## WHAT TO PRODUCE:
Please pick out every line below that contains the word "dried" and copy those lines. Case counts.

------ RECORDS PROVIDED

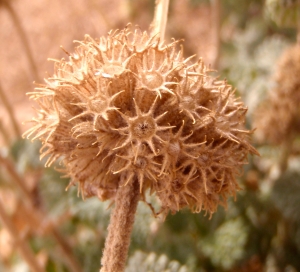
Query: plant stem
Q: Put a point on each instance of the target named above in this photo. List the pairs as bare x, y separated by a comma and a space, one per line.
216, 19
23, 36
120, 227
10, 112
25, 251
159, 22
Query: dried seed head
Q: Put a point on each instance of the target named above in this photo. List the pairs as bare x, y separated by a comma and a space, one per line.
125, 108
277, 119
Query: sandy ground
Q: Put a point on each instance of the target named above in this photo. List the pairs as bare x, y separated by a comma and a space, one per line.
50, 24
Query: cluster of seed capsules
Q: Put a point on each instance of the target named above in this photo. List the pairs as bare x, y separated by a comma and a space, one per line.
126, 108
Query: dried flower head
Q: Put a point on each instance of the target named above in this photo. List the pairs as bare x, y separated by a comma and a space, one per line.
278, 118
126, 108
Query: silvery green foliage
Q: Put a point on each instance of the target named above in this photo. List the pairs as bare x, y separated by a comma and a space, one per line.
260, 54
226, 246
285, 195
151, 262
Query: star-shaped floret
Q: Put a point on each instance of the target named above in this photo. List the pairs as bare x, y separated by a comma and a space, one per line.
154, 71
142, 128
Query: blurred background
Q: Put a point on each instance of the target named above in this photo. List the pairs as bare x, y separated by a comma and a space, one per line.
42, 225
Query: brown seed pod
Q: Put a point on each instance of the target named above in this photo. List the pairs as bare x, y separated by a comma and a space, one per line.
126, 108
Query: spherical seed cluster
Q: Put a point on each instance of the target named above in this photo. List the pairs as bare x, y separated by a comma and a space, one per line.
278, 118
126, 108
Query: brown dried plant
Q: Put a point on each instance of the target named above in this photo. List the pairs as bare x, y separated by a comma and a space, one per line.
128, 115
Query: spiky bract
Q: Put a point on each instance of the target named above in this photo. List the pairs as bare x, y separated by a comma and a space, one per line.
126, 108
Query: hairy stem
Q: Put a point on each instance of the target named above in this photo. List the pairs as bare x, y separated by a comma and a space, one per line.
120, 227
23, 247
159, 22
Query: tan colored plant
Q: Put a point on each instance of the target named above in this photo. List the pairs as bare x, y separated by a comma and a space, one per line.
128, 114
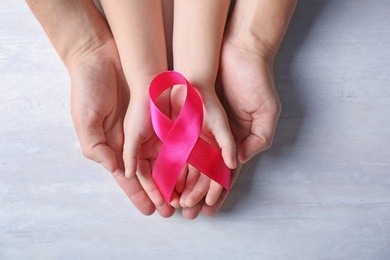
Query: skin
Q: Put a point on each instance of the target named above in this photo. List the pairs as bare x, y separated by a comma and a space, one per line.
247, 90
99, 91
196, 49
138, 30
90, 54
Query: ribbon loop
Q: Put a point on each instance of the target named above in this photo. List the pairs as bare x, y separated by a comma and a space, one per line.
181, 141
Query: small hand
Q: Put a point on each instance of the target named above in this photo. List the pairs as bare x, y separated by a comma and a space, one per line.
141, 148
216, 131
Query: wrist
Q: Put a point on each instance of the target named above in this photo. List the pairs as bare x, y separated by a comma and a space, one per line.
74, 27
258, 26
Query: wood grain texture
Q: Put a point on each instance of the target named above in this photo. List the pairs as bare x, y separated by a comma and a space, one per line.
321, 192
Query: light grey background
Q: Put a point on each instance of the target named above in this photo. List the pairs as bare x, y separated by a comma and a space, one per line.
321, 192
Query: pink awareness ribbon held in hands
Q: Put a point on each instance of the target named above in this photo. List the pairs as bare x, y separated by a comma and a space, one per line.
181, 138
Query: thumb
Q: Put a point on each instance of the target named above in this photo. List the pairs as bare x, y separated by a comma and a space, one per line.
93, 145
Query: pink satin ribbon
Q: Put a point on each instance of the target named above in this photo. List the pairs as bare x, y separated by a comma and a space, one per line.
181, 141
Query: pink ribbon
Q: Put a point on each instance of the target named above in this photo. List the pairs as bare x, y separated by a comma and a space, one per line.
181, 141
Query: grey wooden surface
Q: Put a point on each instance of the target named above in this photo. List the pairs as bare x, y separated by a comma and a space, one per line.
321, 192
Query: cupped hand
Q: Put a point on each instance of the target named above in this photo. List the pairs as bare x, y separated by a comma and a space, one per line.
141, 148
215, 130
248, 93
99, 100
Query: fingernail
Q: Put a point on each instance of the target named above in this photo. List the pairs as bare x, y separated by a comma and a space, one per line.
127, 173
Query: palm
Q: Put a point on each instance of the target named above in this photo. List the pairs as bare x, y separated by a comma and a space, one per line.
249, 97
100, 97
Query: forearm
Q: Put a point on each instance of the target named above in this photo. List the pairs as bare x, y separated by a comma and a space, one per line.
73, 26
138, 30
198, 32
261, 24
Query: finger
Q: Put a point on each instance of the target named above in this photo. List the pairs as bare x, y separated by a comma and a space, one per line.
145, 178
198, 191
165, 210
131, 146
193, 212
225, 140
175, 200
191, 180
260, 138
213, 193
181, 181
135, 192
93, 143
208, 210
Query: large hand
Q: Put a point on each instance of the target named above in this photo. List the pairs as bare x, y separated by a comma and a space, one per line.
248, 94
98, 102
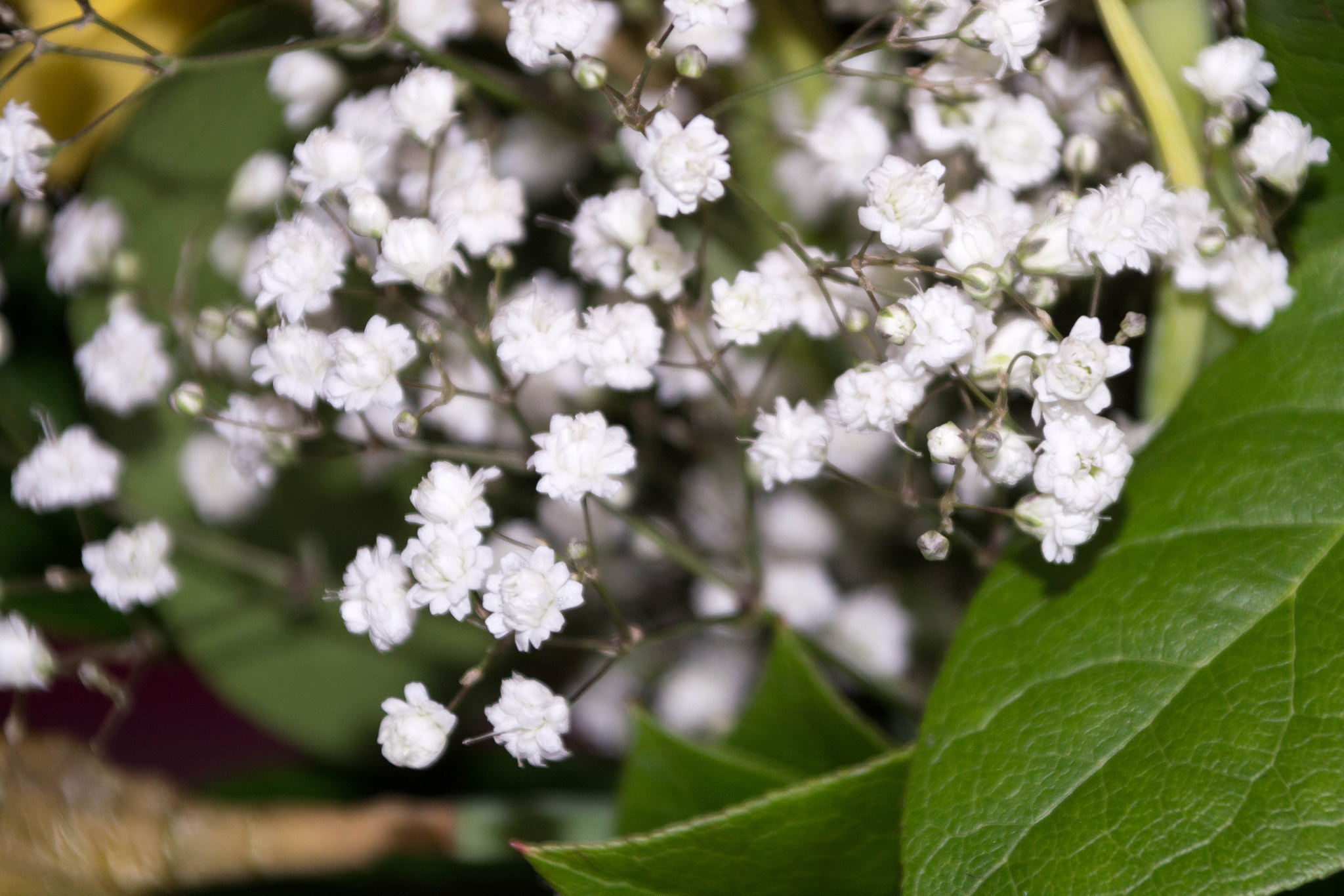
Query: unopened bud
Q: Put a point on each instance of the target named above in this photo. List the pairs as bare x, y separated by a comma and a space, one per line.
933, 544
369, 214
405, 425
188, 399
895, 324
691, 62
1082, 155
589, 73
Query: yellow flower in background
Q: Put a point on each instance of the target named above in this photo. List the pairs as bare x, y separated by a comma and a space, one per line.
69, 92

------------
------ RECORDS PROVIDED

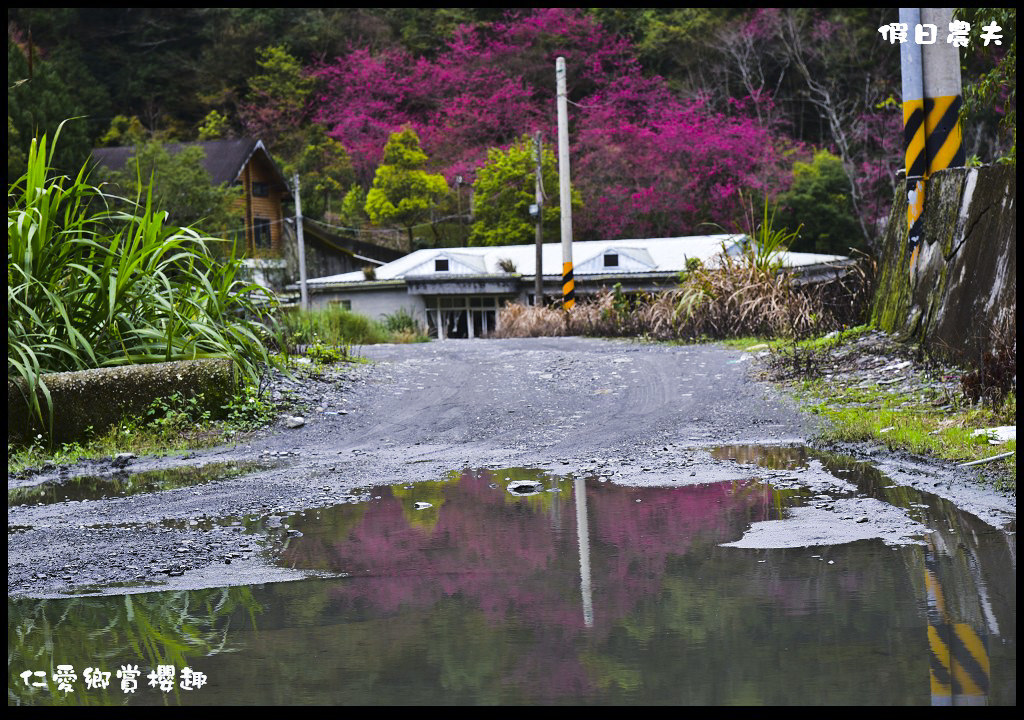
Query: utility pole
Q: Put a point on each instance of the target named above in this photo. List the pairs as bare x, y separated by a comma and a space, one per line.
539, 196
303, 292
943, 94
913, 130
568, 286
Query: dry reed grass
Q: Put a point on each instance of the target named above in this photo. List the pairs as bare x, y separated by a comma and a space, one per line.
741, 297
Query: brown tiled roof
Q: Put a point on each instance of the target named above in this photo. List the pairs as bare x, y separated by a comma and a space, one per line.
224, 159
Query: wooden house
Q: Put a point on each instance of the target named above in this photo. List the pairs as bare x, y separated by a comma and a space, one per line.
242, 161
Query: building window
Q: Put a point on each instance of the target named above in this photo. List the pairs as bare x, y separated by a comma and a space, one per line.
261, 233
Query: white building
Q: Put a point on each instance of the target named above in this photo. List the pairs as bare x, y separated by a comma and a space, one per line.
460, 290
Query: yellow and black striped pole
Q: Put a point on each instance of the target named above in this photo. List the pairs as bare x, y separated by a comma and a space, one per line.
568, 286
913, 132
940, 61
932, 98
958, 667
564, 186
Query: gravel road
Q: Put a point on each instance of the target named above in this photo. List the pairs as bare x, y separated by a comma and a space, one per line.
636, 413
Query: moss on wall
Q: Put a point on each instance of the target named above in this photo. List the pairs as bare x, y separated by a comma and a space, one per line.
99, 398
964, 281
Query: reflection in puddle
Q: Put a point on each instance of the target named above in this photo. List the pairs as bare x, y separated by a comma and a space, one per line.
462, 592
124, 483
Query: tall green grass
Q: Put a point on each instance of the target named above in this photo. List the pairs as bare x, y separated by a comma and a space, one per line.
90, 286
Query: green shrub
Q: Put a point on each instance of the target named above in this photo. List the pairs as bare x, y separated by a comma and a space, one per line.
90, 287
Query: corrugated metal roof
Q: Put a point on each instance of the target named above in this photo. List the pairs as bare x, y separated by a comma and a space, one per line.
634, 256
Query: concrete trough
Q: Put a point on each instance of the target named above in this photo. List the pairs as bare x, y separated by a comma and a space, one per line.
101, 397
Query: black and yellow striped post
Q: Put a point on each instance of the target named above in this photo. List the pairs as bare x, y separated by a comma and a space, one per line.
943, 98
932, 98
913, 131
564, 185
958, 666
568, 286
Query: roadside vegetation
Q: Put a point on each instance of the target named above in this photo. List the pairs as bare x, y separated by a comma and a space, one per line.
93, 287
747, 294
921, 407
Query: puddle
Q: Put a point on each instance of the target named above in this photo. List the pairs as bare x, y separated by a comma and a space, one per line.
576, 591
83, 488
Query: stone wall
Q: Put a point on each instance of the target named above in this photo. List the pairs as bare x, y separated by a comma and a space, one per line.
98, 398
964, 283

------------
------ RECORDS PROVIDED

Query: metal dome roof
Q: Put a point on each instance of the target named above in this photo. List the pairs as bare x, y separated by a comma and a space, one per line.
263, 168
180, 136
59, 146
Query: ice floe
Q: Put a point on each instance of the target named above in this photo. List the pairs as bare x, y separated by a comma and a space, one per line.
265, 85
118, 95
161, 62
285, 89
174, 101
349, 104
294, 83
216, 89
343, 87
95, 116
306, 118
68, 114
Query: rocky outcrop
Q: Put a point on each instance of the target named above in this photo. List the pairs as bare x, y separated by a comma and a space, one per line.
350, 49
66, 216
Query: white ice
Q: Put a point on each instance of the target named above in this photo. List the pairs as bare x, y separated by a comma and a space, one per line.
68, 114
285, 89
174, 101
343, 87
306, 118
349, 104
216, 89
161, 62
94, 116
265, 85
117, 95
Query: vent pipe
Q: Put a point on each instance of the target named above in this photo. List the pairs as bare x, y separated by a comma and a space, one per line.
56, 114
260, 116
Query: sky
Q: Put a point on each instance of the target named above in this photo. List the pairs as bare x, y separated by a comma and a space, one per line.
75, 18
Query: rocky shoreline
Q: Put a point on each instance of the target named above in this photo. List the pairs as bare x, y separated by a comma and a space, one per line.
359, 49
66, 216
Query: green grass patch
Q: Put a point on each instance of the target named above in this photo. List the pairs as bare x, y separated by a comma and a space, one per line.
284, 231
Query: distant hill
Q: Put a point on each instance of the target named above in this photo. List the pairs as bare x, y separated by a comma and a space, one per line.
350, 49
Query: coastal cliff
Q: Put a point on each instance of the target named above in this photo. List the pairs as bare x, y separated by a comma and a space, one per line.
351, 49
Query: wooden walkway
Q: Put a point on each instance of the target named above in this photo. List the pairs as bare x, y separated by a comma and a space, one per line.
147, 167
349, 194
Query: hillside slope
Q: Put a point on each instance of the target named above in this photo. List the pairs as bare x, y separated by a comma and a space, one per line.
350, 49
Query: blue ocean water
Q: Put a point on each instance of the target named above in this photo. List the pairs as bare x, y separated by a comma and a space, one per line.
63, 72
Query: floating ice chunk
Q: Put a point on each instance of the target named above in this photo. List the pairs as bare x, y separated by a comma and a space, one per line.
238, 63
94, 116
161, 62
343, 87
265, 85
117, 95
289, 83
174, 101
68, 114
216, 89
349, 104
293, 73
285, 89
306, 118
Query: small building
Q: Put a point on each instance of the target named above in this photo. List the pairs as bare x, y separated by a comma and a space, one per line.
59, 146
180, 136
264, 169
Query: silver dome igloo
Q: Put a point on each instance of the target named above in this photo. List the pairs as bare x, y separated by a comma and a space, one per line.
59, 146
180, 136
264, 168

------------

## RESPONSE BELOW:
Query: dried seed head
Query: dried flower head
Query: brown dried plant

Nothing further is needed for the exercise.